=== TASK STATEMENT ===
Copy the lines below word for word, beginning with the line that contains "Localize the twig." and continuing through the line that contains "165;228;176;240", both included.

=== Data listing ===
-- -- --

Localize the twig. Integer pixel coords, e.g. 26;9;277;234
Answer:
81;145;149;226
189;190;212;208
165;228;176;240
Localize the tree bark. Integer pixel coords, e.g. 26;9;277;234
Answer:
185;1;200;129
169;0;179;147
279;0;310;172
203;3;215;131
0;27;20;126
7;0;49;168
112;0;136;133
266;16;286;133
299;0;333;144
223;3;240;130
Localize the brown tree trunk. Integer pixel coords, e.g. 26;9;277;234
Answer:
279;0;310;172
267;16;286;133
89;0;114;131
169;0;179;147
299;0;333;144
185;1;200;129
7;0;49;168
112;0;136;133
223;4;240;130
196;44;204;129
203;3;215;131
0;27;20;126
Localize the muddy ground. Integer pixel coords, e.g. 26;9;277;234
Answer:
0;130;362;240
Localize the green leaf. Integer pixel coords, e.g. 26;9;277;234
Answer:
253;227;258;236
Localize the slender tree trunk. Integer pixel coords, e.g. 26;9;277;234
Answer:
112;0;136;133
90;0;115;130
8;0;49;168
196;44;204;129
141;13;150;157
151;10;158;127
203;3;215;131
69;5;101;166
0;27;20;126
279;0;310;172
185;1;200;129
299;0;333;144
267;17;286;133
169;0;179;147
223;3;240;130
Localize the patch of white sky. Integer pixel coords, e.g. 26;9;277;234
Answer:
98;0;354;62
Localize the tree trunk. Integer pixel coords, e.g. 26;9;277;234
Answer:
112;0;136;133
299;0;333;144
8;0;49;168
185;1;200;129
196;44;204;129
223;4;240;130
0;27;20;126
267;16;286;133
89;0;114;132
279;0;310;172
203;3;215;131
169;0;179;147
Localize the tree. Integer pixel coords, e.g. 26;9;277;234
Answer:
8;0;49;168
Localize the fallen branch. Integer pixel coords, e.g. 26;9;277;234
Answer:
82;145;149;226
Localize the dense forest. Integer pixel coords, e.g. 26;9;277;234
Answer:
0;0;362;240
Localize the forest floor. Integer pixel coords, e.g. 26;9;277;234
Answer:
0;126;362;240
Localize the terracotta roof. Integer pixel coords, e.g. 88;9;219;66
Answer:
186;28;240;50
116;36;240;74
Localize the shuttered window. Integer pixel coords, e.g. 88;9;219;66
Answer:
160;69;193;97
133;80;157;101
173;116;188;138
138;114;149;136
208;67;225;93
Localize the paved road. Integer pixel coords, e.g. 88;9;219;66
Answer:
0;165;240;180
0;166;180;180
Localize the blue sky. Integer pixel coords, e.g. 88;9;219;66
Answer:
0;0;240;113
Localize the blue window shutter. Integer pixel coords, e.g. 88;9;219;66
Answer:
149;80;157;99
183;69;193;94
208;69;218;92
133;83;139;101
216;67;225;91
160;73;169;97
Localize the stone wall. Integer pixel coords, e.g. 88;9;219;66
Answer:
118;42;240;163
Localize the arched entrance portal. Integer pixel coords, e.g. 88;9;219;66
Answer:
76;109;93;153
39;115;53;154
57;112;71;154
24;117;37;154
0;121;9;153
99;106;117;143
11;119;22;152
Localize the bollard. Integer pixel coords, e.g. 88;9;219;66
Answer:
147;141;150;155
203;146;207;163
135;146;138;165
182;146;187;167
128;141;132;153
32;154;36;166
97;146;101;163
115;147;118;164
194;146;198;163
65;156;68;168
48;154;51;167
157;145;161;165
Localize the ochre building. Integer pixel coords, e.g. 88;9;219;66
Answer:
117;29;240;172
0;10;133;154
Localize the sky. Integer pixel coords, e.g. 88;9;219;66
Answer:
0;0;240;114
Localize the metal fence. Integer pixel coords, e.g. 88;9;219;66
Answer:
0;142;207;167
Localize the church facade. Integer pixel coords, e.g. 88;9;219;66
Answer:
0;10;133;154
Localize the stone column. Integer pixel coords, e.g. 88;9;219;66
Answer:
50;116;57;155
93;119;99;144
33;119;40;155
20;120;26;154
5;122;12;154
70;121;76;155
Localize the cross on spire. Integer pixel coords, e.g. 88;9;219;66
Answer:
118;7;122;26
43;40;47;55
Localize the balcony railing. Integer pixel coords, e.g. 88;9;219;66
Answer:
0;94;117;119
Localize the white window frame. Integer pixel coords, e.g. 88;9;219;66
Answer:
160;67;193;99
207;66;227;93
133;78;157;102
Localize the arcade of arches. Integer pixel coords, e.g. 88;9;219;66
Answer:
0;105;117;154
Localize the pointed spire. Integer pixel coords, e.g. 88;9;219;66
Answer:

-- -- --

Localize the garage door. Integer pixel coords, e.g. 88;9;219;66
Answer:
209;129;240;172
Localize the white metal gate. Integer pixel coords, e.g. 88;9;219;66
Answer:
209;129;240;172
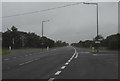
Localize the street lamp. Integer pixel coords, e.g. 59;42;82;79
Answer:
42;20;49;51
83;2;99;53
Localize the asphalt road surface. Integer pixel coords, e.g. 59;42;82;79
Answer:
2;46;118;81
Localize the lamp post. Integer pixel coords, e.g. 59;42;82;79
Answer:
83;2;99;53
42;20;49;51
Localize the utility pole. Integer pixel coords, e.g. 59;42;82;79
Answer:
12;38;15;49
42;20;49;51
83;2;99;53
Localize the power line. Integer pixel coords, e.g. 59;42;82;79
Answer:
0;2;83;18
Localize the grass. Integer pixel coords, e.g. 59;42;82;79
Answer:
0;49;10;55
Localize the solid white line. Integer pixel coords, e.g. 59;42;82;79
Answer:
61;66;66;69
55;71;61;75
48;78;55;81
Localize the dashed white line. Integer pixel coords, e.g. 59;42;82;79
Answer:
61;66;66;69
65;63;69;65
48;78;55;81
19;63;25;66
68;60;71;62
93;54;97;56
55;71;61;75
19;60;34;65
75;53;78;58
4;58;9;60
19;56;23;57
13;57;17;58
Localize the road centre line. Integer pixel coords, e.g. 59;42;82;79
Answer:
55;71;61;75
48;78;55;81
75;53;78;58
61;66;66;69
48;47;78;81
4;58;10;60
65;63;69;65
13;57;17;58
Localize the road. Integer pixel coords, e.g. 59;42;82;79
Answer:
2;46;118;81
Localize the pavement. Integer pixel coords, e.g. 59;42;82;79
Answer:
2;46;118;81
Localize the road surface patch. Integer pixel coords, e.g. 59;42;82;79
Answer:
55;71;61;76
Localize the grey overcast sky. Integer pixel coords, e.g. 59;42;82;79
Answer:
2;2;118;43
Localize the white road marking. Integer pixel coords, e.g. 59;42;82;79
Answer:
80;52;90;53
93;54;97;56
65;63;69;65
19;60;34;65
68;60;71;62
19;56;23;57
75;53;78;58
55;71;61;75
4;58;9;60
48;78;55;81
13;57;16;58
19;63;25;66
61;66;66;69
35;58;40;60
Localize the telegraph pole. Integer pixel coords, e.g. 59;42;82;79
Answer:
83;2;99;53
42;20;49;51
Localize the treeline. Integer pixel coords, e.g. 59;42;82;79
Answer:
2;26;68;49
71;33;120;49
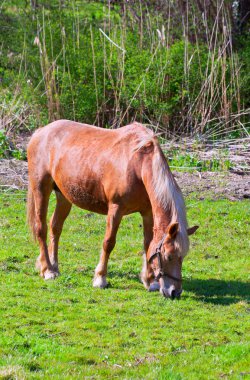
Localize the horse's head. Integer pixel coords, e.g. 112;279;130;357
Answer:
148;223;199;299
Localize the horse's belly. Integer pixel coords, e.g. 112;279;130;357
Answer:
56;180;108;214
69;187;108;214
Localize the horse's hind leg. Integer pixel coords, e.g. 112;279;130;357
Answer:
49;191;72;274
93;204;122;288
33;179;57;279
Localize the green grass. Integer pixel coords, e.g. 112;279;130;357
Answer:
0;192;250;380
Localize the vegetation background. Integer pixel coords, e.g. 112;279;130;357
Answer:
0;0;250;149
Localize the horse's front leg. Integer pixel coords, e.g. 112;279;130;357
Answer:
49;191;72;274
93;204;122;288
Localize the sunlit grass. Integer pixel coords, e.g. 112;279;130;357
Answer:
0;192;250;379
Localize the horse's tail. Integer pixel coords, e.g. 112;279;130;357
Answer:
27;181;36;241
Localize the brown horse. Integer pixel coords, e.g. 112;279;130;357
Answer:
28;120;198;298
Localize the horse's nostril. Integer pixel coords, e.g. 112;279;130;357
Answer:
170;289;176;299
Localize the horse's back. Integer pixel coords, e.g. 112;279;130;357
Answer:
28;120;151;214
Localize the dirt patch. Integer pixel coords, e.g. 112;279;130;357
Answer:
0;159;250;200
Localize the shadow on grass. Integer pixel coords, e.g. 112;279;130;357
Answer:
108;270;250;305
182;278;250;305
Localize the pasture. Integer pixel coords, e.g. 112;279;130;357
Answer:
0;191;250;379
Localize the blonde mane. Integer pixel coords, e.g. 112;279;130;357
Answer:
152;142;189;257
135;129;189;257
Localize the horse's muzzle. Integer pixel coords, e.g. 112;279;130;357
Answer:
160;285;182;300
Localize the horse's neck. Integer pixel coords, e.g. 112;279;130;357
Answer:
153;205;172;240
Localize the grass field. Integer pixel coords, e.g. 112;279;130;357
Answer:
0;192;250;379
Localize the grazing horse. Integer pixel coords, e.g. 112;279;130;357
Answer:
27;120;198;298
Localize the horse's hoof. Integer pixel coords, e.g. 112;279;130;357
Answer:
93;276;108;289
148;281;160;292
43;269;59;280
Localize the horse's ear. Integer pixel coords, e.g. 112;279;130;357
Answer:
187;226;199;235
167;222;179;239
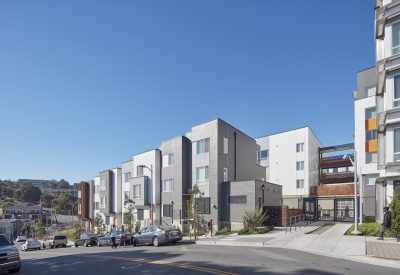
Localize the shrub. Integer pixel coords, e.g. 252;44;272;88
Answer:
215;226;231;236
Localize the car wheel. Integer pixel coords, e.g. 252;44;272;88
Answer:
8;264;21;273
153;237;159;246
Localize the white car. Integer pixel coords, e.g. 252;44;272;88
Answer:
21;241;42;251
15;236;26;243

-- -- --

=== EXERCISE SOLUTION ===
Localize the twig. Integer pixel coords, e.g. 26;9;277;234
Answer:
81;145;149;226
189;190;212;208
165;228;176;240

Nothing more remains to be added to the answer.